TEXTE À LIRE
------------------------------------------------

Ferments de Yannick Alléno

Avec la journaliste et historienne de l’alimentation Marie-Claire Frédéric, le chef aux 6 étoiles Michelin, rien qu’au Pavillon Ledoyen à Paris, vient de co-signer ce plaidoyer pour un retour en cuisine de la fermentation. Passionnant…

Questions…

Ce livre cache bien son jeu. Derrière son sous-titre Réflexions d’un cuisiner, chacun imagine un longue litanie en forme de cours magistral sur des airs de « moi, je ». Rien de tout cela ici. En à peine 80 pages, Yannick Alléno, tel un Candide, partage surtout ses questionnements et expérimentations sur une transformation des plus complexes. Auprès de la spécialiste de la fermentation, Marie-Claire Frédéric, mais aussi de chocolatier, boulanger, fromager…, le chef est en quête de réponses après qu’une assertion du vigneron Michel Chapoutier ait jeté le trouble. Un jour de vendanges 2014, celui-ci lui affirme que « seuls les produits fermentés peuvent faire valoir le terroir ». Un choc. Lui a toujours veillé à travailler au plus près des produits, à respecter et à exprimer leur quintessence. Par la cuisson bien sûr, et plus récemment grâce à la mise au point d’une technique d’extraction brevetée, permettant aux arômes de se concentrer sans réduction par la chaleur, mais sous l’effet du froid. Si les dires de Michel Chapoutier se vérifiaient, un pas de plus vers la révélation du goût pourrait être faite. Peut-être, mais comment ? Quels liens existe-t-il entre terroir, fermentation et goût ? Et, le cas échéant, comment les respecter aux fourneaux ?

------------------------------------------------

CONSIGNE A
Indiquez combien de lignes des enregistrements ci-dessous contiennent la chaîne "wave", en tenant compte de la casse. Donnez uniquement ce nombre.

DONNÉES FOURNIES
------------------------------------------------

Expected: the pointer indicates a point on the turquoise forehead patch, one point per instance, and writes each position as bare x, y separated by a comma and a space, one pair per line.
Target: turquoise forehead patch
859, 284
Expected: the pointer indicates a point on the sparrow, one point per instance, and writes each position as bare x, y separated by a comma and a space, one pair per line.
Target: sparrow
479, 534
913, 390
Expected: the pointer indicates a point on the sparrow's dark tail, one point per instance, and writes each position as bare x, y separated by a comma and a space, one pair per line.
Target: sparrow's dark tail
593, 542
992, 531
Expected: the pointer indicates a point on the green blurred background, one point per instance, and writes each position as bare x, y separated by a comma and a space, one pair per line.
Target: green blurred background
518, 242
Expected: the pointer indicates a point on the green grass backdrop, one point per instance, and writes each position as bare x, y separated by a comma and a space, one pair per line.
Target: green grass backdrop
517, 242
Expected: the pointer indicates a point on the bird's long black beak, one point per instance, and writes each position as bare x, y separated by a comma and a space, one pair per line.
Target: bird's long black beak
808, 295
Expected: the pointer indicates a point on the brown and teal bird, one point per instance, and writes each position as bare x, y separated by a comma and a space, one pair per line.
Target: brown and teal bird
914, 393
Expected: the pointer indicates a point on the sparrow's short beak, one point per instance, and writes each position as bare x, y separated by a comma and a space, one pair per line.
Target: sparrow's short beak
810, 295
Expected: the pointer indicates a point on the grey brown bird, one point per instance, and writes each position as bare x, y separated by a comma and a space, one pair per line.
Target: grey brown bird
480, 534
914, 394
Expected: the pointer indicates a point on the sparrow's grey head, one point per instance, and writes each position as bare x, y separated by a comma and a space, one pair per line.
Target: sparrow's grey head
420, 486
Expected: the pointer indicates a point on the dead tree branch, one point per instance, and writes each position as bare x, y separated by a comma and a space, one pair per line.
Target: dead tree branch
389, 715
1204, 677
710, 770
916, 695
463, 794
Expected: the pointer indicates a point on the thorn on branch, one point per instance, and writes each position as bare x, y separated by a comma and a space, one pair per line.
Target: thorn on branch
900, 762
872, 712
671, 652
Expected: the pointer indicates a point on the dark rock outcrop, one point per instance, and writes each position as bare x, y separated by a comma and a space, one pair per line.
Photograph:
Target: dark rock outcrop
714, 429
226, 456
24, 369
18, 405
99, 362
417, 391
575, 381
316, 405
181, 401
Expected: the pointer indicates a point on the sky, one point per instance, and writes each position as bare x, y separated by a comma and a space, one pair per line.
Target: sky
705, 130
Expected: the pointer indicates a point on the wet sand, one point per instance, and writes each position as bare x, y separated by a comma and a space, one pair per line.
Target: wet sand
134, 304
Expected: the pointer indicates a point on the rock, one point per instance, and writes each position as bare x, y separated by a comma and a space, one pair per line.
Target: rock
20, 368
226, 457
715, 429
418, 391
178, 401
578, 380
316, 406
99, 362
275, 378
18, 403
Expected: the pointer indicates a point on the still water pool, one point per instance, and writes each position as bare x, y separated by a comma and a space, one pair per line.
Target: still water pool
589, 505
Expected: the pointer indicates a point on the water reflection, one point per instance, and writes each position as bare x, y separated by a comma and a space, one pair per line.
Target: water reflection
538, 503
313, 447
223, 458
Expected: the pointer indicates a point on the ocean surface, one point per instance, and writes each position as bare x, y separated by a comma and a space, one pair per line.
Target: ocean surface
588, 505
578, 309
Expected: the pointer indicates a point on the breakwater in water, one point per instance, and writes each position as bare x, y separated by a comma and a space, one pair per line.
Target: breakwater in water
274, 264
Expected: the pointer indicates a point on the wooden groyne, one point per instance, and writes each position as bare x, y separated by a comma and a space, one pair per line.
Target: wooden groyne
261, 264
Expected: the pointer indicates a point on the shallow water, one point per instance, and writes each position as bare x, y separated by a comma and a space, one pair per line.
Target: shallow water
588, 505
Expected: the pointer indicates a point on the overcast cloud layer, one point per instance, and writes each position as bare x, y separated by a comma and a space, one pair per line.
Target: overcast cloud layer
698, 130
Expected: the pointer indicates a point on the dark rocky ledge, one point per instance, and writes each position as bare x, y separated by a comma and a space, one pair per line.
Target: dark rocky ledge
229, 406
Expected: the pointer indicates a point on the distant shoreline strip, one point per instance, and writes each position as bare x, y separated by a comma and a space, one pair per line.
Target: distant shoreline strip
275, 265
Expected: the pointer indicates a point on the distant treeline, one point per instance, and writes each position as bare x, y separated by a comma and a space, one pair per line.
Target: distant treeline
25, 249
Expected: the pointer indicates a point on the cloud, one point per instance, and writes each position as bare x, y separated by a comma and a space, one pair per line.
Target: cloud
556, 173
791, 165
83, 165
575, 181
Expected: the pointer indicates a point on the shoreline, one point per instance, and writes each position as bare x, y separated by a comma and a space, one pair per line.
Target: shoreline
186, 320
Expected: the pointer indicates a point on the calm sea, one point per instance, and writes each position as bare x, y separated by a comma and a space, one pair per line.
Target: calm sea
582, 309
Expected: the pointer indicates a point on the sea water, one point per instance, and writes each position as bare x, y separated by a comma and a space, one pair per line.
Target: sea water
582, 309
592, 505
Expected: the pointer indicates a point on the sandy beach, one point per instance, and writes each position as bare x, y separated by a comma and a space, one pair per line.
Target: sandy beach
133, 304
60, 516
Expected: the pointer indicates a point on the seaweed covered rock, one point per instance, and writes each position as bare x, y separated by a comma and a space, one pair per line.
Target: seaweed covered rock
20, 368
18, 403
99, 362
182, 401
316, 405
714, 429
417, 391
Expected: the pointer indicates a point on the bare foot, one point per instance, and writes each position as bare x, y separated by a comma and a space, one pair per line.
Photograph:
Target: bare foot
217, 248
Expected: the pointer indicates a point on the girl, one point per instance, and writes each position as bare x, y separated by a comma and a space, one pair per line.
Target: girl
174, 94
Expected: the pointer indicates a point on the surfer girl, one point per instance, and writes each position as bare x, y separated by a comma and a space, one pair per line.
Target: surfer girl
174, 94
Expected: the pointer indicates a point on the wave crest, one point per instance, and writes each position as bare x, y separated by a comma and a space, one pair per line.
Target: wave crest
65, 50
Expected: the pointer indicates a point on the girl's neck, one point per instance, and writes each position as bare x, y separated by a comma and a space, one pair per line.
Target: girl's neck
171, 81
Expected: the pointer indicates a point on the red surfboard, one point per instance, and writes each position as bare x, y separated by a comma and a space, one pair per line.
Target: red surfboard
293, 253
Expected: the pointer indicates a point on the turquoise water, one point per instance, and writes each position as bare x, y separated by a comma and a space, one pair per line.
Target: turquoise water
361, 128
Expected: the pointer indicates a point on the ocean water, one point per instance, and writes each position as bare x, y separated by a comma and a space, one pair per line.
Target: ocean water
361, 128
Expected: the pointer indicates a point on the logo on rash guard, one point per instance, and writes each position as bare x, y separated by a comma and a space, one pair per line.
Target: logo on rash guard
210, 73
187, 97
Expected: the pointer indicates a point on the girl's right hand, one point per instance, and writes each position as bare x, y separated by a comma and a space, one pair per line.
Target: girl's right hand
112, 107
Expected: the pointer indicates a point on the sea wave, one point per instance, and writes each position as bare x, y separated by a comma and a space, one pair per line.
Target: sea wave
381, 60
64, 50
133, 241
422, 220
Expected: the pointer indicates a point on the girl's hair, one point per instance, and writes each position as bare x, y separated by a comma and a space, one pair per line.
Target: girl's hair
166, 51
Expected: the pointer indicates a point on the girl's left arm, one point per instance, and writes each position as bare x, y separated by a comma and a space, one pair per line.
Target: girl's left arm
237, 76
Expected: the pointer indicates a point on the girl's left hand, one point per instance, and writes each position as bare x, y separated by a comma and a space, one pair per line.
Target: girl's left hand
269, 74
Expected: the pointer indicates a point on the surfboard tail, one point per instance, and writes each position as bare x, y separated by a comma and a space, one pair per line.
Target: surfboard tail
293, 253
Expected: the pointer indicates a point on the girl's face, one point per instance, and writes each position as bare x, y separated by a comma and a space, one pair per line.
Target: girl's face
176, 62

------------------------------------------------

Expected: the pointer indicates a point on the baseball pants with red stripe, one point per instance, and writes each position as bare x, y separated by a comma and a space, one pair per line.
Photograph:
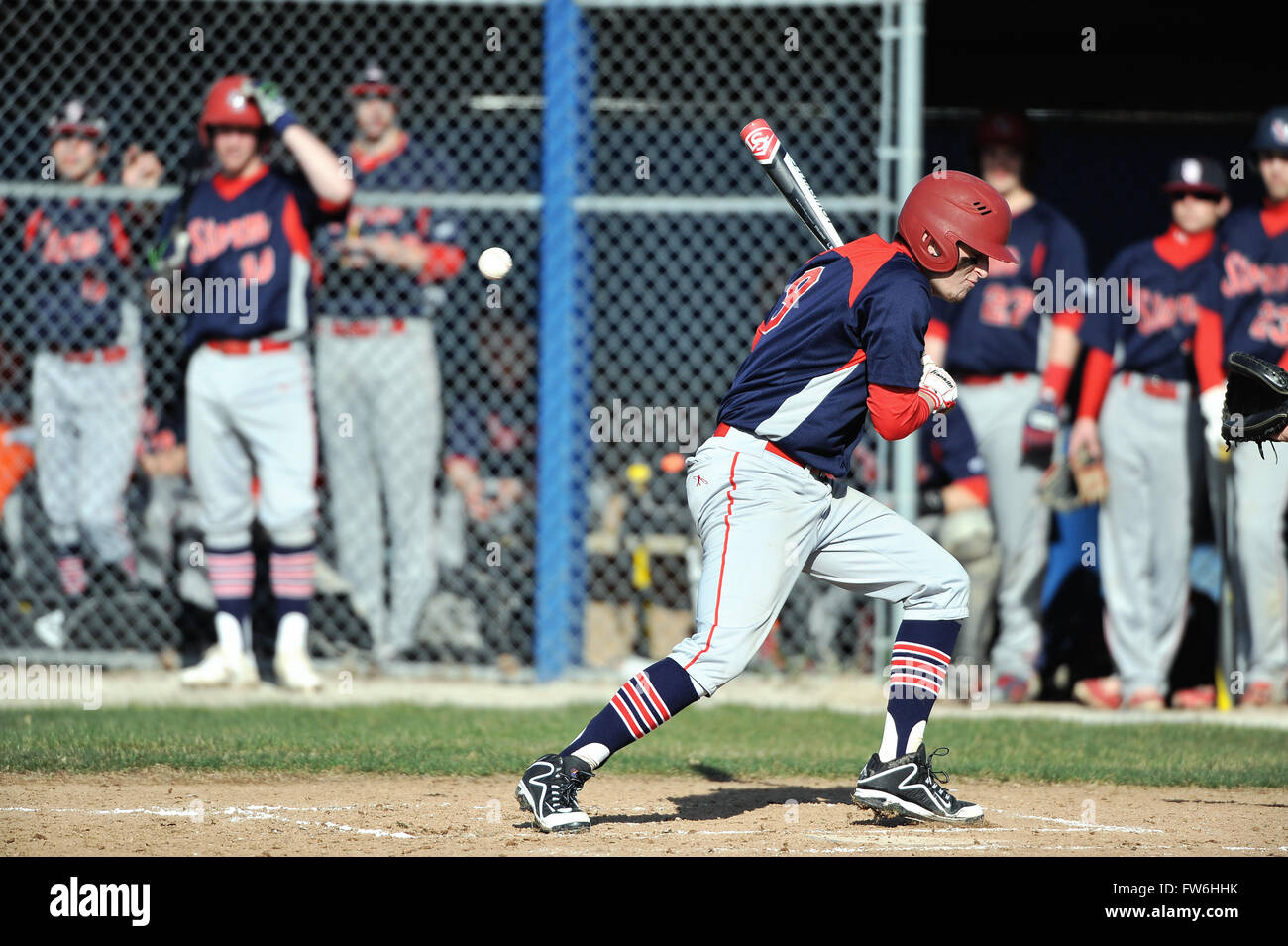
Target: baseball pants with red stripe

------------------------------------------------

CONSIGNE B
Poursuivez la critique du livre Ferments présentée plus haut, à partir de sa dernière phrase.

RÉPONSE A
4

RÉPONSE B
… Réponses

Au fil d’échanges nourris d’exemples concrets et de quelques recettes, Yannick Alléno et Marie-Claire Frédéric avancent petit à petit leur pion. Un work in progress en somme, riche de ses hypothèses et de leur vérification. Si, sur une année donnée, deux vignerons voisins, aux pratiques similaires, ne produisent jamais des vins identiques ; si tous les fromages d’une même AOP ne se ressemblent pas non plus, alors qu’un cahier des charges commun les régit, comment ne pas y voir une contribution de la fermentation au goût ? À l’évidence, elle l’enrichit, le complexifie. Mieux, elle lui apporte une sensation de plénitude. C’est ce fameux umami japonais, défini par Kikunae Ikeda en 1908. Et pour cause, les travaux de ce chimiste japonais le prouvent : les composantes de cette 5ème saveur se trouvent naturellement dans les produits fermentés. Ils leur confèrent une profondeur accrue, une nouvelle longueur d’onde. Voilà pour le lien entre fermentation et goût. Et l’expression du terroir, alors ? Ce sont les bactéries ou micro-organismes nécessaires à cette transformation qui l’impriment. Puisqu’ils se sont nourris de la terre en question, ils renforcent cette identité du produit via la fermentation. Très bien, mais la cuisine dans tout cela ? Fait-elle bon ménage avec les ferments ? Oui et non, au regard de son histoire. Alors que, dès l’Antiquité, le garum, une sauce de poissons fermentés, est monnaie courante, que le faisandage des viandes est plébiscité par Brillat-Savarin et Grimod de La Reynière, que plusieurs recettes de saumures rythment les écrits d’Escoffier…, le mot « fermentation » n’apparaît nulle part. Son mécanisme est méconnu… Jusqu’aux travaux de Louis Pasteur, synonymes malheureusement d’un hygiénisme à tout crin, au point que, dans les années 1970, le 6èmecommandement de La Nouvelle Cuisine initiée par Henri Gault et Christian Millau est sans appel : « Tu éviteras marinades, faisandages, fermentations, etc. ». Mais alors, pourquoi et comment redonner à ces transformations leurs lettres de noblesse ?

Espoirs !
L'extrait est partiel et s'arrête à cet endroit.